• **Short exercise**
Reproduce every entry below precisely; do not include the pictures.

• **Excerpt from a dataset**
• • • • •

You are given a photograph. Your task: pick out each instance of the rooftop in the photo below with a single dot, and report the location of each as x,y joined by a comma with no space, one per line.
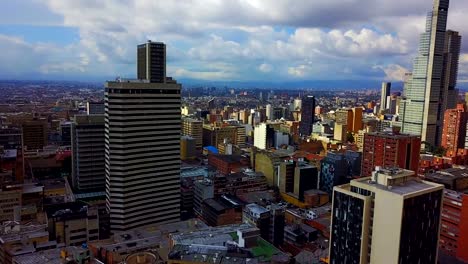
398,181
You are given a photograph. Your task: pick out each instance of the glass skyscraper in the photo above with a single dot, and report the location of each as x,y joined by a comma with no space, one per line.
430,88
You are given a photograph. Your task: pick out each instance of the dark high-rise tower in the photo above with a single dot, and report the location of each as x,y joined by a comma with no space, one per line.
151,63
449,75
307,115
384,94
431,86
142,148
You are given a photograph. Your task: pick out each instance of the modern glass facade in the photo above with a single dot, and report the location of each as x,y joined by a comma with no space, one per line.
426,91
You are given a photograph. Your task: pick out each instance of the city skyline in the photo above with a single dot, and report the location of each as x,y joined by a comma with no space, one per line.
284,42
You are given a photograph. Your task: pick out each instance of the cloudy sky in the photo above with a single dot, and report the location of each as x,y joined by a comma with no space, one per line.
270,40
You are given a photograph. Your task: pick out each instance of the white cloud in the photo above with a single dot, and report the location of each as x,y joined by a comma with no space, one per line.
265,67
393,72
298,71
235,39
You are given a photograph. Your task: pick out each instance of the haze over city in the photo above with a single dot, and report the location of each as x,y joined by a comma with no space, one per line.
277,41
226,132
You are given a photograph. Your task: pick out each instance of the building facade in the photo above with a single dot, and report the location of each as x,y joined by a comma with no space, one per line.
88,153
143,150
307,115
194,128
427,92
454,132
392,205
390,150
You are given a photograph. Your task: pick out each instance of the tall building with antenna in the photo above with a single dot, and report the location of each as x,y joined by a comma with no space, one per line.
142,144
430,88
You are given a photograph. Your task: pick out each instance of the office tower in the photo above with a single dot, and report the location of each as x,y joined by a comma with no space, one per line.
34,134
297,105
430,85
240,136
151,63
392,104
391,217
214,135
307,115
187,148
11,138
142,149
454,231
351,118
386,86
450,68
194,128
65,133
338,168
340,132
88,152
95,108
454,132
305,178
466,99
357,119
390,150
269,112
344,117
264,136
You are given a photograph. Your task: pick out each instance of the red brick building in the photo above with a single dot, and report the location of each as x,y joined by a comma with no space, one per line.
453,134
390,150
227,164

• • • • •

• **Correct response**
You are given a photograph. Your task: pick out each instance of the rooftop in the photo below with a single dot, and report the location of each as x,y joined by a comma with no space, one per line.
398,181
You are given a photograph. Your task: pick out each instance of the glass skyscraper in the photo above with a single dot, and report the location of each as x,y joined by a comma with no space, one per line.
430,88
You are given a photograph. Your task: pick out each instance of the dark high-rise tower in the photo above with a single dot, and report the location of each as x,y joined by a comma with no space, one per line.
151,63
449,75
307,115
384,94
431,86
142,148
You are given a photograph. Your task: pick out each instance of the modern glass facade in the photo above with a single dot, and report the location of each as x,y joined by a comma with no space, one per line.
426,91
You are given a photograph. Your task: pick out each instance of the city skyline in the photo above with a single dot, and report the location of each as x,y joined by a comma with no space, one per line.
284,42
You are given a photograph. Your task: pick out each instance of the cloudy sky in the photo above with a single dot, and report the location of each as x,y joined by a comma with no space, one per line.
270,40
You are given a photograph. Your task: pick out each instance of the white cloud in the photo above with a single dot, and report the location of each as x,y joined by a comma with no space, one per line.
265,67
393,72
298,71
235,39
You are given a photograph. Your task: pick out each instance of the haze over city in the photo above with a single dot, and report the location of each as x,y joined by a comma with no space, one per line.
277,41
226,132
You are given a photograph. Your task: pick out each instance of the building facade in the photo above with a single dot, and report the location of each as x,y joined by a comma with no space, one per line.
88,153
143,150
307,115
194,128
427,92
454,132
392,205
390,150
You are given a photograph. Your task: pick out each instance of the tall building with antenna in the photo above with a single dot, and report the location of each as x,y joined by a comma with no space, one per line.
142,144
430,88
You are given a photograph. Your task: pick out each instance of the office tower in the photo above with a single dot, and report the location of each as x,y joined by a comma with no space, one per line.
34,134
297,105
430,85
240,136
151,63
392,104
391,217
214,135
307,115
187,148
11,138
142,149
454,231
351,118
386,86
450,68
194,128
65,133
338,168
340,132
88,152
95,108
454,132
305,178
466,99
357,119
390,150
269,112
344,117
264,136
You are given a photograph. Your task: pick out each instance of the red brick building in the photo above with a single dot, and report the location of each as x,y joined by a comma with no space, one per line.
453,134
390,150
227,164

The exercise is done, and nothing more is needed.